WORK REQUEST —
An identical transcription of the records is required.

Records contained in a dataset
——

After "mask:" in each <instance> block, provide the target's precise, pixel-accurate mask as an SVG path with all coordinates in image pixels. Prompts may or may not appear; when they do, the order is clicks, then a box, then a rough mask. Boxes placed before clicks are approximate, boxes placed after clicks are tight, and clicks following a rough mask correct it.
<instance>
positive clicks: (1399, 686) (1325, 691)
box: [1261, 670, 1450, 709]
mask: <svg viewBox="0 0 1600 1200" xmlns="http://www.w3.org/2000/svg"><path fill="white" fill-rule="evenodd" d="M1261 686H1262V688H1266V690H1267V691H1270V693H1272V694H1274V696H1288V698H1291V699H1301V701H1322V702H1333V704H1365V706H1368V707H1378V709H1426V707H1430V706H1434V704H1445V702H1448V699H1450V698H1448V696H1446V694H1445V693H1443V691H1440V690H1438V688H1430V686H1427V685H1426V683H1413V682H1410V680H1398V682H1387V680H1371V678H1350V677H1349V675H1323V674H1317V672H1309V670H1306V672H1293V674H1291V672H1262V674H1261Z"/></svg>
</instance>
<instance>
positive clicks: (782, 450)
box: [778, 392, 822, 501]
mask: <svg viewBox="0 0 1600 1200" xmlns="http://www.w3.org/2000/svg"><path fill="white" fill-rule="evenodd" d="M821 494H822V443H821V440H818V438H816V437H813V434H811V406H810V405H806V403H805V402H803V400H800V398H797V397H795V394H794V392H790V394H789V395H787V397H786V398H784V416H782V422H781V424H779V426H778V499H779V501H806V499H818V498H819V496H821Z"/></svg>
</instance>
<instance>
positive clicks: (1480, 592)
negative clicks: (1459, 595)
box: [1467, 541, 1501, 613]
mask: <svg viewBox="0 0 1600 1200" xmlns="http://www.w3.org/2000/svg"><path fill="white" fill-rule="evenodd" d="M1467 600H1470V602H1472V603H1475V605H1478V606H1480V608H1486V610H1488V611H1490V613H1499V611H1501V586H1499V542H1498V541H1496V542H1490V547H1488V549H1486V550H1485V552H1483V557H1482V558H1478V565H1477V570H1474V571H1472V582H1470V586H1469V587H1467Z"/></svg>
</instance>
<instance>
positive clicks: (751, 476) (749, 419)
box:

——

OUTPUT —
After "mask:" in each <instance> block, provide the target's precise, pixel-accurate mask as an SVG path with all coordinates in image pixels. Prompts may or may not appear; when they do, the order is clicks, then a box, then a rough mask. Boxes placed before clicks are approximate, boxes placed after clicks are tight, and clicks following a rough mask correct it.
<instance>
positive clicks: (1399, 686) (1325, 691)
box: [1261, 670, 1450, 709]
mask: <svg viewBox="0 0 1600 1200" xmlns="http://www.w3.org/2000/svg"><path fill="white" fill-rule="evenodd" d="M1261 686H1262V688H1266V690H1267V691H1270V693H1272V694H1274V696H1288V698H1291V699H1301V701H1322V702H1333V704H1365V706H1368V707H1378V709H1426V707H1430V706H1434V704H1445V702H1448V699H1450V698H1448V696H1446V694H1445V693H1443V691H1440V690H1438V688H1430V686H1427V685H1426V683H1413V682H1410V680H1398V682H1387V680H1371V678H1350V677H1349V675H1323V674H1317V672H1309V670H1306V672H1293V674H1291V672H1262V674H1261Z"/></svg>
</instance>
<instance>
positive clicks: (782, 450)
box: [778, 392, 822, 501]
mask: <svg viewBox="0 0 1600 1200" xmlns="http://www.w3.org/2000/svg"><path fill="white" fill-rule="evenodd" d="M821 494H822V443H821V440H818V438H816V437H813V434H811V406H810V405H806V403H805V402H803V400H800V398H797V397H795V394H794V392H790V394H789V395H787V397H786V398H784V416H782V422H781V424H779V426H778V499H779V501H806V499H818V498H819V496H821Z"/></svg>
</instance>
<instance>
positive clicks: (1480, 592)
negative clicks: (1459, 595)
box: [1467, 541, 1501, 613]
mask: <svg viewBox="0 0 1600 1200" xmlns="http://www.w3.org/2000/svg"><path fill="white" fill-rule="evenodd" d="M1467 600H1470V602H1472V603H1475V605H1478V606H1480V608H1486V610H1488V611H1490V613H1499V611H1501V586H1499V542H1498V541H1496V542H1490V547H1488V549H1486V550H1485V552H1483V557H1482V558H1478V565H1477V570H1474V571H1472V582H1470V586H1469V587H1467Z"/></svg>
</instance>
<instance>
positive clicks: (751, 476) (749, 419)
box:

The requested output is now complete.